Work instructions
Print, exactly as given, each line of the data from the line containing "Target: team jersey" up to and including its last line.

Source material
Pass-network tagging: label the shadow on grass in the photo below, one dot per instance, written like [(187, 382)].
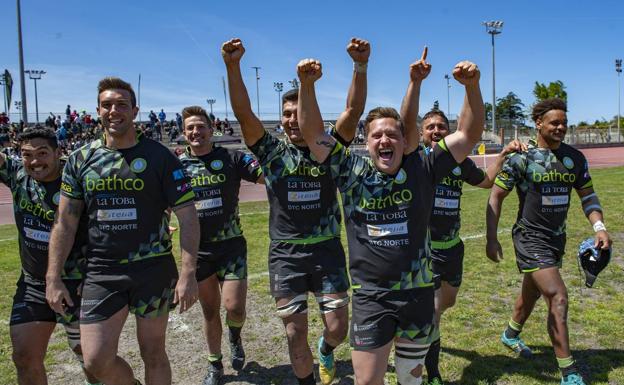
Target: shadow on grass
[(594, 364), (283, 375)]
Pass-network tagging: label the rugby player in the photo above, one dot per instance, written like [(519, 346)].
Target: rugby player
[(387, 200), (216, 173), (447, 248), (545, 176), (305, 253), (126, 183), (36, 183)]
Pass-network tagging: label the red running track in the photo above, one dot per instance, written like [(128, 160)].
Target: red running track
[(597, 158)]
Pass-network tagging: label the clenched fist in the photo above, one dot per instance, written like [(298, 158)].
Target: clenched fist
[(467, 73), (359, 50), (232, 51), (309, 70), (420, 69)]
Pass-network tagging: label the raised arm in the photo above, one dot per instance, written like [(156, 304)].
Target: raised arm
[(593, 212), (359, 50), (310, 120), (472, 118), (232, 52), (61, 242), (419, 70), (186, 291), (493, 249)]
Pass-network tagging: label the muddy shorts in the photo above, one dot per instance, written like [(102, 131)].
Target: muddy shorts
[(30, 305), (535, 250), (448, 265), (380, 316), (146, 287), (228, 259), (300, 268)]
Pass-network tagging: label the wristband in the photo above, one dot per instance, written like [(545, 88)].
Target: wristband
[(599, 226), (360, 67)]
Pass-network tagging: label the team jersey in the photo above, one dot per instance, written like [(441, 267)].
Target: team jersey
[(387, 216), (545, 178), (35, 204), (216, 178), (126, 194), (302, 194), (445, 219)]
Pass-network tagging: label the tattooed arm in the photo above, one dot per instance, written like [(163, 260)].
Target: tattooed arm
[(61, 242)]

Response for this exercise
Target: team jersey
[(387, 216), (545, 178), (35, 204), (216, 178), (126, 194), (302, 194), (445, 219)]
Pass-network tagging: label the tattooed arm in the photo above, one dot per instance, written like [(163, 260)].
Target: tattooed arm
[(61, 242)]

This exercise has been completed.